- Directions for this task
Below are entries; output exactly the lines from the one with "Could you help me find the tie" to the one with "Could you help me find the white dress", both included, and nothing else.

(Records contained in a dataset)
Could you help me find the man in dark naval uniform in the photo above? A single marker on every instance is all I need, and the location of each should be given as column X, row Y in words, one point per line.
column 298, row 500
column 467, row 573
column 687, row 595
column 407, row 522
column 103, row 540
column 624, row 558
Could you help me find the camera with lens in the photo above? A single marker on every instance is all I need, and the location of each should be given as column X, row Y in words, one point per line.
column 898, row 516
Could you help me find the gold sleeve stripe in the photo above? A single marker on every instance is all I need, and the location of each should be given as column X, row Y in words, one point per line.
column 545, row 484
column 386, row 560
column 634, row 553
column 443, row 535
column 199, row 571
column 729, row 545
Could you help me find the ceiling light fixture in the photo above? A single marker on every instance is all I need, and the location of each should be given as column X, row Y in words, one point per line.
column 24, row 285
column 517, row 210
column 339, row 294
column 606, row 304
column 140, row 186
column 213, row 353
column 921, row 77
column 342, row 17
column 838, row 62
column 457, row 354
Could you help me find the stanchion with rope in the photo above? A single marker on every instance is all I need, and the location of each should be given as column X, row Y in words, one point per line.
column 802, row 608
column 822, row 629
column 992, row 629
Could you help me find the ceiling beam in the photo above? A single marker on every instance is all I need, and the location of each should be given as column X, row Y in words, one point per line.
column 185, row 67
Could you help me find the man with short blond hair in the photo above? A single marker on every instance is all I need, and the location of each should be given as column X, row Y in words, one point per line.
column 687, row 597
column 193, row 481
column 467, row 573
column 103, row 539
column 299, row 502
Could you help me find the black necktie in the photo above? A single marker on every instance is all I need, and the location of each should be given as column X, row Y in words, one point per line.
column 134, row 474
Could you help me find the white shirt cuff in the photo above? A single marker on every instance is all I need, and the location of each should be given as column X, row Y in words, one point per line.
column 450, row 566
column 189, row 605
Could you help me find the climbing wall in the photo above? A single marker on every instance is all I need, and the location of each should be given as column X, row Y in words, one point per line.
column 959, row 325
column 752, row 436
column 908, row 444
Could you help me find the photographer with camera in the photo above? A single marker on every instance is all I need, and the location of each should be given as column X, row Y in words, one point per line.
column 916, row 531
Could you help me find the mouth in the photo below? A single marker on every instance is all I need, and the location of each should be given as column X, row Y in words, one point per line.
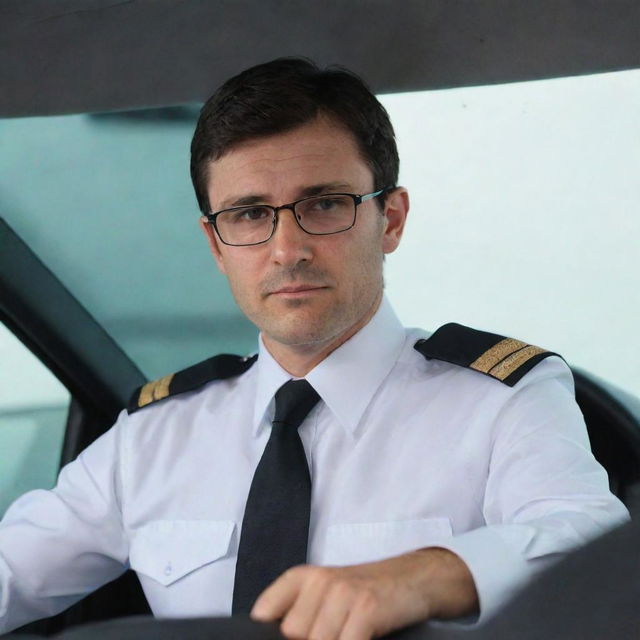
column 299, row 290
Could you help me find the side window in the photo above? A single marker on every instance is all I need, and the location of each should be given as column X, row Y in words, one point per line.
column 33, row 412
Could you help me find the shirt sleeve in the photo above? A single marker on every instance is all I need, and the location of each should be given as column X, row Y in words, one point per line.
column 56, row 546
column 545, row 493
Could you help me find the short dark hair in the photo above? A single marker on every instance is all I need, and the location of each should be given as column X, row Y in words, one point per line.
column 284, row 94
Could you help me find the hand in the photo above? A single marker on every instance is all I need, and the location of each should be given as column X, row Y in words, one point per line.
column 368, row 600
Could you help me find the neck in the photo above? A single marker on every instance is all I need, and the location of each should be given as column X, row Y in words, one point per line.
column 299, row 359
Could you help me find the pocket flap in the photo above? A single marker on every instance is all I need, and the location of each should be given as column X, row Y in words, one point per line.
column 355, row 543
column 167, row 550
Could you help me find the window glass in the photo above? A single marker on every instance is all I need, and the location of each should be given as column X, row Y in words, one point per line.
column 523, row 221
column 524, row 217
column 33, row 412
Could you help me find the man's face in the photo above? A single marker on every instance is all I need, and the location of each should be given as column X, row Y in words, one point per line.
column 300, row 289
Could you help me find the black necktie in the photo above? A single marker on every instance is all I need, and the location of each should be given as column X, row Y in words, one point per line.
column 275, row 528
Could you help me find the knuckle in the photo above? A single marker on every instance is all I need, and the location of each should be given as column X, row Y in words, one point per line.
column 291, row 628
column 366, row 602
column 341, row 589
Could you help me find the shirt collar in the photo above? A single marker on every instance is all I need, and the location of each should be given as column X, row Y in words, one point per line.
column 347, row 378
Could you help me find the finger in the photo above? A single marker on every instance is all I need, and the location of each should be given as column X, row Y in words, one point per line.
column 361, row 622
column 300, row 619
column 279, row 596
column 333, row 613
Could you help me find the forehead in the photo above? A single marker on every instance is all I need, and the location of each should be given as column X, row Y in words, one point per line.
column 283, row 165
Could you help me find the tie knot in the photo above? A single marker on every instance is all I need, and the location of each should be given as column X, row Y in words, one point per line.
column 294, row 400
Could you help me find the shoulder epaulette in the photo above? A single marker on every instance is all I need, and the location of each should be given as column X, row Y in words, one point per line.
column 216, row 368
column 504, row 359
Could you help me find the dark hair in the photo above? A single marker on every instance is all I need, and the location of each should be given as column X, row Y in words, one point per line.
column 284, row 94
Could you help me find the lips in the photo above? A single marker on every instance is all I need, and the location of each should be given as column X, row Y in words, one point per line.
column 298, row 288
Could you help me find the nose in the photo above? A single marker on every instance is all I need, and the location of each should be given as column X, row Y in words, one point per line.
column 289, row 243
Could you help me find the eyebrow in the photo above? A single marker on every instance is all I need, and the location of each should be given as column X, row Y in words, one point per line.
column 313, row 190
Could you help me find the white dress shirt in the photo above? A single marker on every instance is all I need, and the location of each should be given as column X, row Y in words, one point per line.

...

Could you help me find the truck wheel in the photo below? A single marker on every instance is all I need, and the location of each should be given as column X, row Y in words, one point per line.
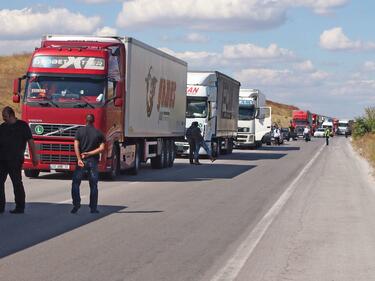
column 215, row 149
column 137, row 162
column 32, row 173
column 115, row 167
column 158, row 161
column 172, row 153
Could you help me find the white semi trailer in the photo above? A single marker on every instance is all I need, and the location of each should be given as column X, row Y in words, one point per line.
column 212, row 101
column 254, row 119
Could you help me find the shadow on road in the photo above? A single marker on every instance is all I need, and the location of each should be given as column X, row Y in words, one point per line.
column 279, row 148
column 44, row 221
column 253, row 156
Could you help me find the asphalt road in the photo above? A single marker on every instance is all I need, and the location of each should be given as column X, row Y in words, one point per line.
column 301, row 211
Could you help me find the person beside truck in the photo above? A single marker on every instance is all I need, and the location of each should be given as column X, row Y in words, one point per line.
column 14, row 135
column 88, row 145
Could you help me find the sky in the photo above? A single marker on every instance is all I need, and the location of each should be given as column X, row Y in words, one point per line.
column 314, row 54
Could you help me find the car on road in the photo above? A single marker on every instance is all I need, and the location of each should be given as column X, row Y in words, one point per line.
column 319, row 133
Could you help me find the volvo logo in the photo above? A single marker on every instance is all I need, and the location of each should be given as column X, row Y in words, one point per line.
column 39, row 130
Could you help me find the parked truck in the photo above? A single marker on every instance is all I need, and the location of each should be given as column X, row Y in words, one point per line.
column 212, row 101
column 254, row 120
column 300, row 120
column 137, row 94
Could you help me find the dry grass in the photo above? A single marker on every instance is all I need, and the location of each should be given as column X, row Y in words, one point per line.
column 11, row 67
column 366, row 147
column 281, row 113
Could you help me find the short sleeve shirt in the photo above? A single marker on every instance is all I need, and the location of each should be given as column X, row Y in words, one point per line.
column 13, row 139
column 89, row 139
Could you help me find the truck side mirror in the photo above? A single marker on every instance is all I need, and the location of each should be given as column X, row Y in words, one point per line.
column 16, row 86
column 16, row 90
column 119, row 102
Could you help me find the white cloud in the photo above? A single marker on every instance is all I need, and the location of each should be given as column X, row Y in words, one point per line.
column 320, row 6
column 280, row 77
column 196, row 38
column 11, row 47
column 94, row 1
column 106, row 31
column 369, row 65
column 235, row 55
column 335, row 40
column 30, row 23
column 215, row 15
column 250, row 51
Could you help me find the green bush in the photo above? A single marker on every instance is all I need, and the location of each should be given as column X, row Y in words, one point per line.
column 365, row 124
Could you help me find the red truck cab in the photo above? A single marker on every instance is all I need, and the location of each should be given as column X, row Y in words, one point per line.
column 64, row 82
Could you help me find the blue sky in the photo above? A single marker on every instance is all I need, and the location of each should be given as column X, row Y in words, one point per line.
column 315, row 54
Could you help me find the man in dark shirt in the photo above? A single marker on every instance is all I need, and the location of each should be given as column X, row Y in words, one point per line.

--

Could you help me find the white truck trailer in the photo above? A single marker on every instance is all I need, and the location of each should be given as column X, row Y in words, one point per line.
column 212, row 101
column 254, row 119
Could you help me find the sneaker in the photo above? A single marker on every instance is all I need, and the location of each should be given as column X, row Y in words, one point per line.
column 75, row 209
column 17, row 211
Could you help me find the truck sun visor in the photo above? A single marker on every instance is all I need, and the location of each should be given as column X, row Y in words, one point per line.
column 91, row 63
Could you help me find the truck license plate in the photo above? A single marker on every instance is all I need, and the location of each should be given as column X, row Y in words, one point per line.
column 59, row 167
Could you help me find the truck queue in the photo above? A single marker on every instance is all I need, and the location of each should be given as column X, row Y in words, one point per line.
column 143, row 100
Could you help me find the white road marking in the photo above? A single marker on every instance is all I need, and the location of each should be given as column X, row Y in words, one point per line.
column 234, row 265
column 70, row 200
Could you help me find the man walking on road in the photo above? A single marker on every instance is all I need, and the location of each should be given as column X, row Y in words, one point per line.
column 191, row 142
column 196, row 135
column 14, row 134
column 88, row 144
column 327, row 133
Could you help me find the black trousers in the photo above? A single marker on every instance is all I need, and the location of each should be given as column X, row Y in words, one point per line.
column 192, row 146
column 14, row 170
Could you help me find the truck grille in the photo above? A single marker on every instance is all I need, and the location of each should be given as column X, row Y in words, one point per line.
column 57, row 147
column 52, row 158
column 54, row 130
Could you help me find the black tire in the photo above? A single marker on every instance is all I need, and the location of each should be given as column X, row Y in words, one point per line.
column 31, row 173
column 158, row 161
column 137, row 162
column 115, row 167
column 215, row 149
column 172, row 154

- Worked solution
Could you help me find the tie knot in the photo above? A single marker on every instance is all I need, and the location of each should be given as column X, row Y in words, one point per line.
column 294, row 400
Could you help me find the shoulder epaulette in the photo above? A single marker on every instance is all I need, and the location of each should be given as column X, row Y in words, one point per line.
column 216, row 368
column 504, row 359
Could you help me find the dark hair in the photo above? A single marker on every instance is all I need, and the location of each should be given as column X, row Y in words, one point per line.
column 284, row 94
Could you help me find the lips in the photo above? A single marker on every instance is all I need, and the location of each should be given as column X, row Y in words, one point per line.
column 298, row 288
Could you help me find the nose in the photo above? A single marker on every instance is all I need, and the location of each should be given as column X, row Y in words, one point per line.
column 289, row 243
Could you help me find the eyebrow in the photo above? A single marker on every instance is all I need, and the location of each should be given as column X, row Y in words, one point per line.
column 313, row 190
Could you help me find the white dress shirt in the photo above? A single marker on every instance is all I need, and the location of each should be given as column X, row Y in words, one point per line.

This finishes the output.